═════ Dataset records ═════
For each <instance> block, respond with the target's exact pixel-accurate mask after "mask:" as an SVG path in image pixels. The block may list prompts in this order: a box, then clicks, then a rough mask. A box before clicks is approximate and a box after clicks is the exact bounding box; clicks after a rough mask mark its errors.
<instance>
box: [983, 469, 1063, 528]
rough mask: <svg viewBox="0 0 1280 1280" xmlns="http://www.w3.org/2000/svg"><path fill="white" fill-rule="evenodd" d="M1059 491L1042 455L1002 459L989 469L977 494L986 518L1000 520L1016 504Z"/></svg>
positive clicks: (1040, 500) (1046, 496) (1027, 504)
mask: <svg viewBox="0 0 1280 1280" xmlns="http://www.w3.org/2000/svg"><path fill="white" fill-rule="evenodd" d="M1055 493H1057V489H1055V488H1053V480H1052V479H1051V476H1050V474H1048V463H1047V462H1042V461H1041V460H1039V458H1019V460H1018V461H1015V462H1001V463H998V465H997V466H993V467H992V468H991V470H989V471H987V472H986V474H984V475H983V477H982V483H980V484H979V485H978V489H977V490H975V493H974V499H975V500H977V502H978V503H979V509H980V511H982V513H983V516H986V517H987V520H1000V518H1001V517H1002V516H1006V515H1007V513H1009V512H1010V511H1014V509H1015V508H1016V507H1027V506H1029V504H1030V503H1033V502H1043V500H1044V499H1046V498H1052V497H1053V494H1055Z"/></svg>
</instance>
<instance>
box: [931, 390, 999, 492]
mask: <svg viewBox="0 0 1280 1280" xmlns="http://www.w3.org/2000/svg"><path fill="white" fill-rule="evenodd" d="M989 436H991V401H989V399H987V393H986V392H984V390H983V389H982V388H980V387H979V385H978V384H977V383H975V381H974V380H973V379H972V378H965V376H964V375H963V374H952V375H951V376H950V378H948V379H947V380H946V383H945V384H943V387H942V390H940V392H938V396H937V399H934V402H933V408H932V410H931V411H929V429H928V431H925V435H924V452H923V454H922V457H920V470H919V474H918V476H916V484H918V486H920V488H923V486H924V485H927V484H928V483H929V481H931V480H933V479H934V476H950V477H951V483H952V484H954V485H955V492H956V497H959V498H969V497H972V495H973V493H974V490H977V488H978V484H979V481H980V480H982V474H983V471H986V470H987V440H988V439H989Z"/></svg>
═════
• [Instructions for the task]: Could you transcribe every entry exactly, without altering anything?

• [Response box]:
For each <instance> block, respond with the target's exact pixel-accurate mask after "mask:" as an SVG path in image pixels. The block may list prompts in this order: a box, then clicks, then a rough mask. A box before clicks is approximate and a box after clicks is the exact bounding box; clicks after a rough mask mark its errors.
<instance>
box: [983, 469, 1063, 528]
rough mask: <svg viewBox="0 0 1280 1280" xmlns="http://www.w3.org/2000/svg"><path fill="white" fill-rule="evenodd" d="M1059 491L1042 455L1002 459L989 469L977 494L986 518L1000 520L1016 504Z"/></svg>
positive clicks: (1040, 500) (1046, 496) (1027, 504)
mask: <svg viewBox="0 0 1280 1280" xmlns="http://www.w3.org/2000/svg"><path fill="white" fill-rule="evenodd" d="M1055 493H1057V489H1055V488H1053V480H1052V479H1051V476H1050V474H1048V463H1047V462H1042V461H1041V460H1039V458H1019V460H1018V461H1015V462H1001V463H998V465H997V466H993V467H992V468H991V470H989V471H987V472H986V474H984V475H983V477H982V483H980V484H979V485H978V489H977V490H975V493H974V499H975V500H977V502H978V503H979V509H980V511H982V513H983V516H986V517H987V520H1000V518H1001V517H1002V516H1006V515H1007V513H1009V512H1010V511H1014V509H1015V508H1016V507H1027V506H1029V504H1030V503H1033V502H1043V500H1044V499H1046V498H1052V497H1053V494H1055Z"/></svg>
</instance>
<instance>
box: [931, 390, 999, 492]
mask: <svg viewBox="0 0 1280 1280" xmlns="http://www.w3.org/2000/svg"><path fill="white" fill-rule="evenodd" d="M989 436H991V401H989V399H987V393H986V392H984V390H983V389H982V388H980V387H979V385H978V384H977V383H975V381H974V380H973V379H972V378H965V376H964V375H963V374H952V375H951V376H950V378H948V379H947V380H946V383H945V384H943V387H942V390H940V392H938V396H937V399H934V402H933V408H932V410H931V411H929V429H928V431H925V435H924V452H923V454H922V457H920V470H919V474H918V476H916V484H918V486H920V488H923V486H924V485H927V484H928V483H929V481H931V480H933V479H934V476H950V477H951V483H952V484H954V485H955V492H956V497H959V498H969V497H972V495H973V493H974V490H977V488H978V484H979V481H980V480H982V474H983V471H986V470H987V440H988V439H989Z"/></svg>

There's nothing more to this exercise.